Data for this exercise:
--- BEGIN ---

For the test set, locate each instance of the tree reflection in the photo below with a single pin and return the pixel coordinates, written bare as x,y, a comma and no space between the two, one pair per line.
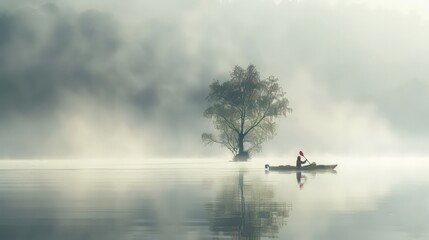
247,211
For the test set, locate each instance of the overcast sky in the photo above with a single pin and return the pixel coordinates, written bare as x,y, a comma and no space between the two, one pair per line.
107,78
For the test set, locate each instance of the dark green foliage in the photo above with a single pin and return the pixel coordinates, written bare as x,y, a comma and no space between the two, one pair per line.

--- END ---

Goal of the exercise: Write out the records again, changing "single pin" to "single marker" everywhere and keeping all other text the same. Leave out the pictures.

Task output:
For the test set, locate each instance of the tree reflection in the photo below with a single marker and return the pixel coordinates, written bare as x,y, a comma and no space between the two, one pair per line.
247,211
For the test set, locate each instance of the overcast sky in the photo above with a single marker and return the pixel coordinates, written bare as x,y, a comma and no space between the two, one pair per line.
107,78
For the test set, locate each instance of the dark green foliage in the photo above with a single marker and return the pixel coordinates, written bare as x,y, a comma and no space between the two, one pair per line.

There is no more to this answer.